| PASSAGE SHOWN |
-=-=-

12. ABH, GBH and assault with intent

I have not yet mentioned the statutory forms that assault takes: actual bodily harm (ABH), grievous bodily harm (GBH) and assault with intent, which is only marginally less serious than attempted murder. ABH stops short of breaking the skin or deep damage which would come under the heading of GBH which includes broken skin and bones and could include very severe bruising. Once an assault is proved under common law the grade of assault only becomes relevant for the purposes of sentencing. Common law assault carries a maximum two years in jail, ABH five years and GBH and assault with intent 10 years each. In practice BDSM convictions do not carry long sentences which perhaps reflects the fact that the law does in fact recognise the element of consent involved yet refuses to deal with it fairly.

13. Public Play

The law regarding keeping an immoral house governs aspects of public play and was also an issue in the Spanner Case. Keeping an immoral house is a common law offence. Such a house is "one which is not regulated by the restraints of morality and which is so conducted as to violate law and good order. There must be an element of 'open house', but it does not need to be open for the public at large ... Where indecent performances or exhibitions are alleged as rendering the premises a disorderly house, it must be proved that matters are there performed or exhibited of such a character that their performance or exhibition in a place of common resort (a) amounts to an outrage of public decency, or (b) tends to corrupt or deprave, or (c) is otherwise calculated to injure the public interest so as to call for condemnation and punishment" ([1996] Archbold's Criminal Pleading, Evidence and Practice 20, at 224)."

-=-=-

| RECORD SET |
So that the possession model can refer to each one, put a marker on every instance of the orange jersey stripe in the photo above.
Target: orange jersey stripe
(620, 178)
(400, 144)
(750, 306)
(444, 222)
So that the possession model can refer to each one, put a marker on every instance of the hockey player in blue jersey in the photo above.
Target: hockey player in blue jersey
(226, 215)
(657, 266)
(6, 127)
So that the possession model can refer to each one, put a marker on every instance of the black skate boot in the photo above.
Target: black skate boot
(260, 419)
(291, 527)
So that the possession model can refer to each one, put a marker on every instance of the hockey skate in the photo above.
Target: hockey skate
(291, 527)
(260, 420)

-=-=-

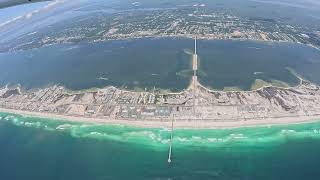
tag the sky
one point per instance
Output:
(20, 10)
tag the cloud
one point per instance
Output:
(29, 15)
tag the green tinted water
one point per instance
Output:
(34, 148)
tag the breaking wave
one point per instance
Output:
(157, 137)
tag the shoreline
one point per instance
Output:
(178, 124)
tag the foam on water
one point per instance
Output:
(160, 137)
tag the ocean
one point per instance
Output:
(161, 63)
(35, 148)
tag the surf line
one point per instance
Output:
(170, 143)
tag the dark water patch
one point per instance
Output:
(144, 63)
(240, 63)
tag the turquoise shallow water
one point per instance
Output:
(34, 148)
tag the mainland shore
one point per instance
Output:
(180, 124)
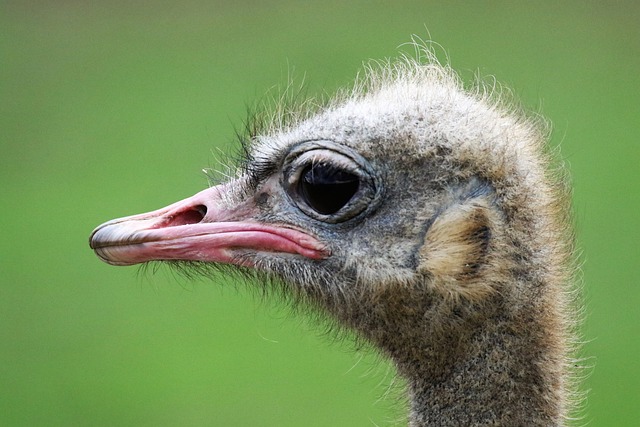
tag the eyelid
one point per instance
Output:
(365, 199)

-=-=-

| YOUR TASK |
Say whether each of these statements agrees with the passage on assault and public play, answering yes or no and quoting the words of the passage that decide it: (a) ABH carries a maximum of five years in jail; (b) keeping an immoral house is a statutory offense; (c) a house must be open to the public at large to count as a disorderly house.

| ANSWER |
(a) Yes: "Common law assault carries a maximum two years in jail, ABH five years"
(b) No: "Keeping an immoral house is a common law offence."
(c) No: "There must be an element of 'open house', but it does not need to be open for the public at large"